(Items from a point labeling set)
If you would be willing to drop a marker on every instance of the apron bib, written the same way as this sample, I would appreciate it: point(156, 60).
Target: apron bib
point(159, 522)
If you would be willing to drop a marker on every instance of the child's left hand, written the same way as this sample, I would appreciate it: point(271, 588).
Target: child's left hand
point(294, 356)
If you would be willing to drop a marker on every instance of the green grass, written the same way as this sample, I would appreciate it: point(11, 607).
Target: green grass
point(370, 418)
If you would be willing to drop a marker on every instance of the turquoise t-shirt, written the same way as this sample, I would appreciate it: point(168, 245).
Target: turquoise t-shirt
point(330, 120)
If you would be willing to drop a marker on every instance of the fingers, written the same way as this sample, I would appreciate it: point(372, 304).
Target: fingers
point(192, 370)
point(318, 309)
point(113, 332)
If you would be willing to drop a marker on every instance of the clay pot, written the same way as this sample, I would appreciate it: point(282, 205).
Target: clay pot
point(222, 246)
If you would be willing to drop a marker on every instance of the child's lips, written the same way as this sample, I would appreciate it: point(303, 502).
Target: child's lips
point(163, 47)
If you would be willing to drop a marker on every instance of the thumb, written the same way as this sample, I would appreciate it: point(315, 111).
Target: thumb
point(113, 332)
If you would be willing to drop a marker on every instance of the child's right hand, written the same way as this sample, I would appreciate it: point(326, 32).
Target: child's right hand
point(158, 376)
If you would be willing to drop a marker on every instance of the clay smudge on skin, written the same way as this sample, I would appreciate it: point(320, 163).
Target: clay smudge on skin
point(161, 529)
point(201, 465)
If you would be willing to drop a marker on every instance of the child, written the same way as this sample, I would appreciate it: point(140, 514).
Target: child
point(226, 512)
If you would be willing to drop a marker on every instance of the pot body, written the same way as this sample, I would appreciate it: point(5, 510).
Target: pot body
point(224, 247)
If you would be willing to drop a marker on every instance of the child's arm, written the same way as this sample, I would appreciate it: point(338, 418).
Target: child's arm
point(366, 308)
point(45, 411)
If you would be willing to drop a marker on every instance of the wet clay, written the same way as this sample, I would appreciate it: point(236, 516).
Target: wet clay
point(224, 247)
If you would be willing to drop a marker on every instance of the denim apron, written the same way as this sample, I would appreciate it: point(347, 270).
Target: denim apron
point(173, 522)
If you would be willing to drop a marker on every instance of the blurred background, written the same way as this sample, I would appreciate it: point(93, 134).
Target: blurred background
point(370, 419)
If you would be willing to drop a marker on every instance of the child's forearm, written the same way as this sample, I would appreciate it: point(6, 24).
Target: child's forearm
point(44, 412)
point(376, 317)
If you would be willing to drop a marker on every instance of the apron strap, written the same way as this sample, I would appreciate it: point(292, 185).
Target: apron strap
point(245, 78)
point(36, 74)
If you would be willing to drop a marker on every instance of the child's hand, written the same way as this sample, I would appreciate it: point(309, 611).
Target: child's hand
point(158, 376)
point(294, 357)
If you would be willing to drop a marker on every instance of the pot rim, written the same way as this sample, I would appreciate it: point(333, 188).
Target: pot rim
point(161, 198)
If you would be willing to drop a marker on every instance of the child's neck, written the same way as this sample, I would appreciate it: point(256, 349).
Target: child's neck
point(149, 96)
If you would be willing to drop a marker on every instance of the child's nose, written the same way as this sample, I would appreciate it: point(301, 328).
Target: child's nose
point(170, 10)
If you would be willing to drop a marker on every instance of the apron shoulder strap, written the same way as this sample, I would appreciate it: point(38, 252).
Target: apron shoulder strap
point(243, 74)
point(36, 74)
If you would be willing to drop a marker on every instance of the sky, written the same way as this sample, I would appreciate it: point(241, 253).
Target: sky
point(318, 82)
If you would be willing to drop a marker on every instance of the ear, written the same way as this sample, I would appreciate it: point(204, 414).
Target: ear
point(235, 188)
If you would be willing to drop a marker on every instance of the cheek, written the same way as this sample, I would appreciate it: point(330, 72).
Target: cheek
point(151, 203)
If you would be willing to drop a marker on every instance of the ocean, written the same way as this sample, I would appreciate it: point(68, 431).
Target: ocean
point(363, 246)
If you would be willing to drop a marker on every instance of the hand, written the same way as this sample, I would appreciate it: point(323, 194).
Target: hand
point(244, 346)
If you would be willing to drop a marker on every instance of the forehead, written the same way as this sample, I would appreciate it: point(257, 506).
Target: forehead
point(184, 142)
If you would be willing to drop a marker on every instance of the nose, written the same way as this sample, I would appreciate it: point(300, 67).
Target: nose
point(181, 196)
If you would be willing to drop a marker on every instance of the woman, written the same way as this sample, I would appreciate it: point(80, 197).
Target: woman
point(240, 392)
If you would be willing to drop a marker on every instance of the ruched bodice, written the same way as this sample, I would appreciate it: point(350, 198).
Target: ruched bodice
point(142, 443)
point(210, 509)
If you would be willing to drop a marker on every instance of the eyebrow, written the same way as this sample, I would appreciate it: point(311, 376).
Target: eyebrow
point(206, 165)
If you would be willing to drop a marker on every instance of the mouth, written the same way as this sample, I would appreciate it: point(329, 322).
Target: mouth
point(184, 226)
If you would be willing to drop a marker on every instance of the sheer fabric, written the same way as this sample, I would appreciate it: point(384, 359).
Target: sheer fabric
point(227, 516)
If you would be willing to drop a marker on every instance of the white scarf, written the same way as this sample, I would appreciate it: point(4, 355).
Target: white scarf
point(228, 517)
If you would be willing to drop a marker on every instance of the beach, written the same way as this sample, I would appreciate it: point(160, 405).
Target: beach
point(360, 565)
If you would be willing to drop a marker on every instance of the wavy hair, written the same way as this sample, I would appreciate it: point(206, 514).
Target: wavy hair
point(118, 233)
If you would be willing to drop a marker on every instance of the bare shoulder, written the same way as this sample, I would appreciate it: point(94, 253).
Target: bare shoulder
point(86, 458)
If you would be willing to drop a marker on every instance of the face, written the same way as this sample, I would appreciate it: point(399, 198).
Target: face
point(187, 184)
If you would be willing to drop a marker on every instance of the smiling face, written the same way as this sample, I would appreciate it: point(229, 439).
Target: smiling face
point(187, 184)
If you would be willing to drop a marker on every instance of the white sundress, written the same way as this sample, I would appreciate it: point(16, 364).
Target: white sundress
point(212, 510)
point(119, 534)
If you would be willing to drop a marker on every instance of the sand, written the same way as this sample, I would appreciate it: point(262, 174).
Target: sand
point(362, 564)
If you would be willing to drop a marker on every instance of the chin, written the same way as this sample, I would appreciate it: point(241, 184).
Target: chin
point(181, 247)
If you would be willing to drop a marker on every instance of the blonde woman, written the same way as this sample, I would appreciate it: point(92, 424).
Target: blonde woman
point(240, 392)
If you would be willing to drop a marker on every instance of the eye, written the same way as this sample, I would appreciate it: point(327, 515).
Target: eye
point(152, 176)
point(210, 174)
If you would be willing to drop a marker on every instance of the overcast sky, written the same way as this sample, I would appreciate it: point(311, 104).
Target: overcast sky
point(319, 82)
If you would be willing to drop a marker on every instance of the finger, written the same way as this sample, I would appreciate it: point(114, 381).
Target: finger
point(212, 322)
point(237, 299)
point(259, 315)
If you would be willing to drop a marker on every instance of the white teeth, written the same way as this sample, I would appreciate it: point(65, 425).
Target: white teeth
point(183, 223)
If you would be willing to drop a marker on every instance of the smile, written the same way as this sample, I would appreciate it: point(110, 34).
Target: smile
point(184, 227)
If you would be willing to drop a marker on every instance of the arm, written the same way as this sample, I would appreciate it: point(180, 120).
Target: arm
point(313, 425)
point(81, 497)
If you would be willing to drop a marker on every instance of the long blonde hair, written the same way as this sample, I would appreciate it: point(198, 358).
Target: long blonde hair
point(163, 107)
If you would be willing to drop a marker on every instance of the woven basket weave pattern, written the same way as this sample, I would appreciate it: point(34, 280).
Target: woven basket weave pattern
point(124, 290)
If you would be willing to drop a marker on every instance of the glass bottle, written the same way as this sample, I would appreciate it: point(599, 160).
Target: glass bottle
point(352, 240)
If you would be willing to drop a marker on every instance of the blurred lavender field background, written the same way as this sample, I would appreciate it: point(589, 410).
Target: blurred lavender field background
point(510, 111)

**What is expected:**
Can you give the items in the stretch from the line containing "it: point(309, 611)." through the line containing "point(294, 357)" as a two-column CSV with the headers item_text and answer, one row per item? Put each field in quotes and turn any line breaks into spaces.

**Finished answer:**
item_text,answer
"If you would be willing to drop a marker on every instance of the child's hand, written the same way as this sample, I would appreciate it: point(309, 611). Target: child's hand","point(158, 376) point(294, 357)"